◆ Problem: The answer must be every line of the records below that contains the word "element".

◆ Supplied records:
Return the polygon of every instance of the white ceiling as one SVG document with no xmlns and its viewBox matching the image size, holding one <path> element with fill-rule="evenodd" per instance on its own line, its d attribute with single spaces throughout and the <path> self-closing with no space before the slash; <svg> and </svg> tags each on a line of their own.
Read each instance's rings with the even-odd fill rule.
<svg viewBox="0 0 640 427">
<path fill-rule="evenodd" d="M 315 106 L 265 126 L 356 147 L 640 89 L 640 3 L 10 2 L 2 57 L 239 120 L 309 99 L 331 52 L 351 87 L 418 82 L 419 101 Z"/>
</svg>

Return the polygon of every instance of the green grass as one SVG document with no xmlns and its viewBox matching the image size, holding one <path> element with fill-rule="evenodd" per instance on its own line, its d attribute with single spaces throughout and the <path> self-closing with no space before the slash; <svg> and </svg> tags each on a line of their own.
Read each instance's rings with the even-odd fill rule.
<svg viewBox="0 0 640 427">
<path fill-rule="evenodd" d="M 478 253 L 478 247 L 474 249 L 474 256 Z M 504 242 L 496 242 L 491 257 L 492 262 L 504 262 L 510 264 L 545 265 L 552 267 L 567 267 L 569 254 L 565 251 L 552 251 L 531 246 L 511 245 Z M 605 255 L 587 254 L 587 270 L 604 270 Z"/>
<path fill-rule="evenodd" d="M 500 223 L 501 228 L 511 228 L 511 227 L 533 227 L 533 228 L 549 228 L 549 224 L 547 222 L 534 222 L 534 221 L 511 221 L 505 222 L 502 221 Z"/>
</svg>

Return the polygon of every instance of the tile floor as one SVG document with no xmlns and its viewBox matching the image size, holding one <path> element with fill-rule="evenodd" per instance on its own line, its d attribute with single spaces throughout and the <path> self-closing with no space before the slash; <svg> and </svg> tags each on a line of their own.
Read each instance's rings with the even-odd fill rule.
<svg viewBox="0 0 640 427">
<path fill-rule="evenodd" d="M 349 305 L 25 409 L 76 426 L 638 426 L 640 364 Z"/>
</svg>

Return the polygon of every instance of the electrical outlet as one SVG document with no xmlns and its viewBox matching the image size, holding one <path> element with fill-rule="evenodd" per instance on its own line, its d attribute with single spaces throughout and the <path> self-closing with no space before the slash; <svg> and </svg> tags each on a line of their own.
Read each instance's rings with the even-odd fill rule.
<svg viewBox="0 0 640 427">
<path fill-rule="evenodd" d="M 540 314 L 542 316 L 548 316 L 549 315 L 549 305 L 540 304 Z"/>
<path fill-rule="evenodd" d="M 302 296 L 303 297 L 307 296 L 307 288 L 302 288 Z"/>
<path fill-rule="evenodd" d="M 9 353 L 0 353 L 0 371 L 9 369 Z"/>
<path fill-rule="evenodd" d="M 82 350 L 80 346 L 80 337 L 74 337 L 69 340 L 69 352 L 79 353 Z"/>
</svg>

==

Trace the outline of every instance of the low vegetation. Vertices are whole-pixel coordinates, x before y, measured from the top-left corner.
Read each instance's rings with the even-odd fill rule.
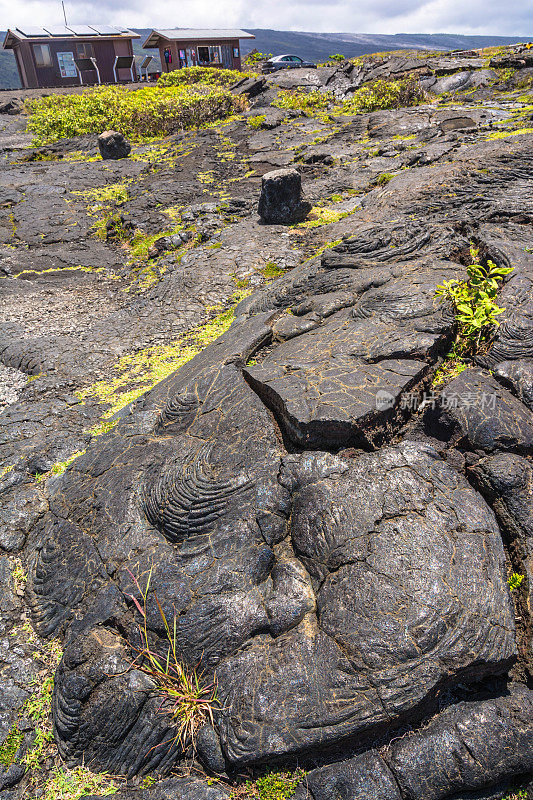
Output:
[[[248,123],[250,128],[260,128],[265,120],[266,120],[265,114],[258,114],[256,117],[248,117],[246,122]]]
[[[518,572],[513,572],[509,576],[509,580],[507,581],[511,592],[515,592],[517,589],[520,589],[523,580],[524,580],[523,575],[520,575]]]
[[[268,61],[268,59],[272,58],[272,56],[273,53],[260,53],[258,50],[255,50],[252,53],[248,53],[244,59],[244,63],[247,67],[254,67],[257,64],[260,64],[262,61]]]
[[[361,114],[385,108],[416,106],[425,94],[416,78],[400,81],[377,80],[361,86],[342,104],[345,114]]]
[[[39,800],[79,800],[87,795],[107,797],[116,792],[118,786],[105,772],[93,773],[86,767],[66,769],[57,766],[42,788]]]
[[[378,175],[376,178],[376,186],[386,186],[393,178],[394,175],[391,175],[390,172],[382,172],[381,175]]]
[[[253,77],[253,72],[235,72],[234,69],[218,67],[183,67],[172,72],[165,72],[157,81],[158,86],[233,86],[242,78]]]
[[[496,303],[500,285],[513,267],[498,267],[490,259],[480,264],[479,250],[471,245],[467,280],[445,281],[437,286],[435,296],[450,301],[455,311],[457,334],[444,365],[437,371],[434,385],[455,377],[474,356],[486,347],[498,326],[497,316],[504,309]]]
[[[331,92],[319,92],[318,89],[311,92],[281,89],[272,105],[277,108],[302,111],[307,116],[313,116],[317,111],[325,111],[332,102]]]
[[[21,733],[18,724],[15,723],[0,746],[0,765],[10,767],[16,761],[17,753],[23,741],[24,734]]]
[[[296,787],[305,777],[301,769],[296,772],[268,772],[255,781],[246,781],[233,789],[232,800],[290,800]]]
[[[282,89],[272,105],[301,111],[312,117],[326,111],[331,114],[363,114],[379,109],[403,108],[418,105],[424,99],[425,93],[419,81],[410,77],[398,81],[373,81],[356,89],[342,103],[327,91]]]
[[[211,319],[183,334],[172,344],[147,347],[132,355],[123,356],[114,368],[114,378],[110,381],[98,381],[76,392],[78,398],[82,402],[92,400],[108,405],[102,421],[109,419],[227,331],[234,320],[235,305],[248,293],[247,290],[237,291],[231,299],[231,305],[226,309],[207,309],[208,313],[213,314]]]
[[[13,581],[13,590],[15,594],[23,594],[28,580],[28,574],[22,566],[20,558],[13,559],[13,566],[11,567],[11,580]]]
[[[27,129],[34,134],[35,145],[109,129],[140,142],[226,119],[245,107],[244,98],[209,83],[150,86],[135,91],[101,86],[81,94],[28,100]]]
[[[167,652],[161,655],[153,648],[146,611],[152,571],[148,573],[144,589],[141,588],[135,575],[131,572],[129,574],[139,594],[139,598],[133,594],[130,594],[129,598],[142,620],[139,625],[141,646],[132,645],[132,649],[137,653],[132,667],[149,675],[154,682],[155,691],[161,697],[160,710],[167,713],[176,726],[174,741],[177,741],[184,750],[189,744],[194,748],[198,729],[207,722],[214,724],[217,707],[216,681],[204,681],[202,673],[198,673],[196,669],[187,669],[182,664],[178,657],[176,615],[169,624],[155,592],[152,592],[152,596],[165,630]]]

◆ Output of the exercise:
Return the polygon of every instance of the white ceiling as one SVG document with no xmlns and its viewBox matching the image size, holding one <path> element with fill-rule="evenodd" per instance on its own line, its d attribute with single spaces throughout and the <path> self-closing with no space before the slash; <svg> and </svg> tags each on a line of their own.
Return the polygon of every instance of the green grass as one SVG document with no xmlns and its viewBox matching the image size, holding one <path> element with fill-rule="evenodd" per instance on its own line, its d attribute with single spaces throughout and the <path> self-closing with no space before the slash; <svg> and </svg> tags each on a line of their own.
Return the polygon of every instance of the tile floor as one SVG document with no xmlns and its viewBox matching the image size, holding one <path> element with fill-rule="evenodd" per instance on its own line, its d attribute with single spaces throughout and the <path> self-closing with no space before the slash; <svg> and </svg> tags each on a line of their own.
Return the polygon of every instance of the electrical outlet as one SVG document with no xmlns and its viewBox matching the image size, holding one <path> element with fill-rule="evenodd" per instance on its own line, its d attribute with single spaces throughout and the <path> self-closing with no space before the slash; <svg> and </svg> tags each on a line of their own.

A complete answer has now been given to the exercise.